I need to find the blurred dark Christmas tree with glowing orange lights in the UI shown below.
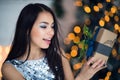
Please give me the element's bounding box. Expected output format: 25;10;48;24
52;0;120;80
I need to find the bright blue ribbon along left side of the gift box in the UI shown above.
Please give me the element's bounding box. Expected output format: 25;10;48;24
86;27;100;59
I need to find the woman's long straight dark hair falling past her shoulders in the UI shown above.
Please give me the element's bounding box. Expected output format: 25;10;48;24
6;3;64;80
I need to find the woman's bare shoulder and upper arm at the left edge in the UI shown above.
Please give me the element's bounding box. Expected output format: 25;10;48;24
2;63;25;80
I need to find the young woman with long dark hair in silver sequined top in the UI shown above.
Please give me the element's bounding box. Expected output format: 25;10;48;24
2;3;105;80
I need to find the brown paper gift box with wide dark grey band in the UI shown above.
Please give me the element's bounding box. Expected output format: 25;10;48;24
94;28;117;62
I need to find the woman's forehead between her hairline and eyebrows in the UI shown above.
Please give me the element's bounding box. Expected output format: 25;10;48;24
36;11;54;23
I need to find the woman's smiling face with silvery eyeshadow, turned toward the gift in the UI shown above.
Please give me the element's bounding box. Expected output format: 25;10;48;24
31;11;54;49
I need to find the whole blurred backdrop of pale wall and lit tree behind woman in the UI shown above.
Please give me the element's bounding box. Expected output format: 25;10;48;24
0;0;120;80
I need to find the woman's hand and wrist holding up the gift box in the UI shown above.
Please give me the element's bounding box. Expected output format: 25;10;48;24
76;57;106;80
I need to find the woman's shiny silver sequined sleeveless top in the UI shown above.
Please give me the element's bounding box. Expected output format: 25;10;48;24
7;57;55;80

#####

● TASK DIRECTIONS
In the entries, find every line holding "tree" and copy it.

● RESPONSE TO THIS EXERCISE
I need to find the blurred dark Christmas tree with glowing orange lights in the UI shown below.
I need to find the whole blurred backdrop of pale wall and lit tree behind woman in the UI shown above.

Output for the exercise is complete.